● SELECTED EXCERPT
- - - - -

Sports betting shops can now be found in every nook and cranny of Kigali, Rwanda’s capital. In Remera, for instance, the building that used to house a leading bank has been converted into a sports betting house.
The general trend this alludes to is that any strategic building that has been vacated, or any new development in any strategic location, is now being snapped up by betting shops.
I recently took a friend of mine to watch an English Premier League match near Amahoro Stadium and what surprised him was the significant number of laptops that the gambling shop had invested in. And all the laptops were occupied – with a long list of others waiting to use them for betting.
I asked the owner of the betting shop if a product like betting needs such kind of ostentatious display – since people are going to gamble anyway – and he said they are just managing customer experience in this digital age.
According to a blog article titled “Going All In: The Criticality of Customer Experience in Betting and Gambling” by Karen Smith, “The popularity and proliferation of opportunities to ‘bet-in-play’ has compounded the demand for streamlined and robust customer experience.
“Betting in play is the ability for a user to place a bet, typically on dynamic odds, during a match. As a rule, these customers demand quick navigation, dynamic and engaging content, and fast performance times to successfully process their journey,” says Smith.
In some of the betting shops in Kigali, you will find giant screens where people can watch live matches.
But the walls not only just found TV screens to broadcast matches. Virtual games like horse racing, dogs racing and spinning wheel, among other imaginable virtual betting games, can also be found in these shops. And people are now not just betting on live football games, but also virtual football ones where each game can last only one minute or less.
There are some shops where people can now play casino games, both brick-and-mortar, and the online ones.
And even when it’s past midnight when other people are sleeping, you are still going to find the bettors hooked deeply on the computers, either losing or getting money in the process.
A new era of addictive gambling
Gambling has now become a reality in Rwanda.
However, on the flipside, people gambling themselves to sheer poverty or even death are not fairytales or things we only watch in movies. And the inventor of sports betting unwittingly bred a new era of gambling.
Deo Habimana is a 28-year-old motorcycle-taxi driver in Giporoso. He says he began betting some few years ago and, as time went by, his “hobby” started consuming a more significant chunk of the money he earns in a day.
Habimana readily admits that the money he gets at the end of the day is minimal compared to what he injects in betting – yet he cannot quit.
Habimana also admits he’s aware that he’s spending his hard-earned money on an addictive habit, but insists betting also helps him to relax while also waiting for that time he will hit it big time.
“I’m always inspired to bet after I’ve heard about the good fortunes of those who have hit jackpots. They are just fellow bettors like me, and I hope that my day will also eventually come,” he says.
He adds that when he doesn’t have money to bet, he resorts to the desperate solution of pawning or even selling some of his household goods to sustain the habit.
“Often, I bet even the last coin I have in my pockets, and this can be quite devastating when you don’t have food in the house. However, I always pick up the courage to again visit the betting shops since I believe that I stand a chance to win big,” he admits.

- - - - -

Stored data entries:
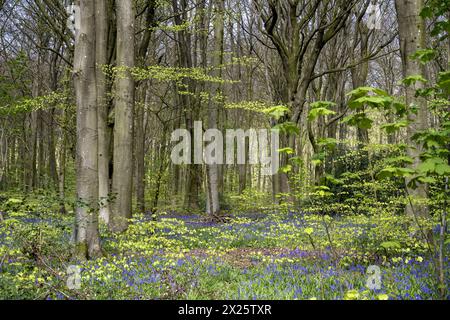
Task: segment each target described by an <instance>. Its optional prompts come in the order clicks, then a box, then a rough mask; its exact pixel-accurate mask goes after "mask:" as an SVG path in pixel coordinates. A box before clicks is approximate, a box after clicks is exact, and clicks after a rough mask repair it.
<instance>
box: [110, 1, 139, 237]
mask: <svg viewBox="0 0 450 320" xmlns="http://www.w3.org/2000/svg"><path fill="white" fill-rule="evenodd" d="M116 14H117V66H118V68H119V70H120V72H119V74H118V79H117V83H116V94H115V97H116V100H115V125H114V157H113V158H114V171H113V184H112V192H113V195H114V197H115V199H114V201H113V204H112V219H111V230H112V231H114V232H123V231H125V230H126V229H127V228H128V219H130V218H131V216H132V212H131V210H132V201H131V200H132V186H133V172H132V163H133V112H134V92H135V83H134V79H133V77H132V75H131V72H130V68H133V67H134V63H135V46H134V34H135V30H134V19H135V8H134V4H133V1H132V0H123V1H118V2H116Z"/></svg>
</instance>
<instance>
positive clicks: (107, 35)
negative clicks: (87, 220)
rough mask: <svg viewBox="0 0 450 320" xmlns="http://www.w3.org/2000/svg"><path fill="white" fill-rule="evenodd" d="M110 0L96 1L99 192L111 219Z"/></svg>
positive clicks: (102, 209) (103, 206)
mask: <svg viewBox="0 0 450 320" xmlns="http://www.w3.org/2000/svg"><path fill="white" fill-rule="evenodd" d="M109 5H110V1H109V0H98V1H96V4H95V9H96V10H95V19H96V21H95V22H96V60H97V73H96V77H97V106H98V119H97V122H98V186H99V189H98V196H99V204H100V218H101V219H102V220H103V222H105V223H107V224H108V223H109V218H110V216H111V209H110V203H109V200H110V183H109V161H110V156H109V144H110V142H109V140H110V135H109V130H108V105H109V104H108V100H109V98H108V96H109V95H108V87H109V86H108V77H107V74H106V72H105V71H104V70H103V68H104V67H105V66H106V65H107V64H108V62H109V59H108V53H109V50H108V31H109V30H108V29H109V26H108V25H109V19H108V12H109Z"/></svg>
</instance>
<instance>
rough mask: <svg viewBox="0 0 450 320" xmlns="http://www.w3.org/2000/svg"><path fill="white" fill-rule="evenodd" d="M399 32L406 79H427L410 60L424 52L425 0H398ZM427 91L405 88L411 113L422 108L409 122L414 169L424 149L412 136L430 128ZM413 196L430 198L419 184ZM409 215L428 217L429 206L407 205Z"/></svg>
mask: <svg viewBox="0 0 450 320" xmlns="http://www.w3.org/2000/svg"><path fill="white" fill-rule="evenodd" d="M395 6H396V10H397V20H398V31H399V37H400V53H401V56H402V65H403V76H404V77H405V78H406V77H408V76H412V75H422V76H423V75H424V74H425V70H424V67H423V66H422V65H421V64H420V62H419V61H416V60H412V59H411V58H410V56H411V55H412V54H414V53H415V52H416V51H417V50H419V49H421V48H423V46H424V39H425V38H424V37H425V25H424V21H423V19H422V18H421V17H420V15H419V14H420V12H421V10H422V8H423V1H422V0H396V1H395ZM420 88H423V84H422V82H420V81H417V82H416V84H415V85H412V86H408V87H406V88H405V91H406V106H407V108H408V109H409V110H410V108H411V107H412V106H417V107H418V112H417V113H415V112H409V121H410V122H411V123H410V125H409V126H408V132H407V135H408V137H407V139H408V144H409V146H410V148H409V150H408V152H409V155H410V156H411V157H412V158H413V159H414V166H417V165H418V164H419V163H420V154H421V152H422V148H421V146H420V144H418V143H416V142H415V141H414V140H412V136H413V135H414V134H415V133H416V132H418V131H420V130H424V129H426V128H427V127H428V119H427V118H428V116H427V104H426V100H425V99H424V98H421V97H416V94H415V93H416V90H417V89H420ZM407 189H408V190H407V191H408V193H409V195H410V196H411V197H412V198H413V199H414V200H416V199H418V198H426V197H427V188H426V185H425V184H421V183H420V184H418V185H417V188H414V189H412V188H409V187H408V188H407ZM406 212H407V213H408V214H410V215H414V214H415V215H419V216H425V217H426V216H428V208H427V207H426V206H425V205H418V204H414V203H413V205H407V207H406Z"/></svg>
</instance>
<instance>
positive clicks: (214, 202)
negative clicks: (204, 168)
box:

- - - - -

● DIRECTIONS
A: In the article on sports betting in Kigali, what work does Deo Habimana do?
B: Print the passage of the sports betting article from "According to a" to "robust customer experience.".

● EXPECTED OUTPUTS
A: He is a motorcycle-taxi driver in Giporoso.

B:
According to a blog article titled “Going All In: The Criticality of Customer Experience in Betting and Gambling” by Karen Smith, “The popularity and proliferation of opportunities to ‘bet-in-play’ has compounded the demand for streamlined and robust customer experience.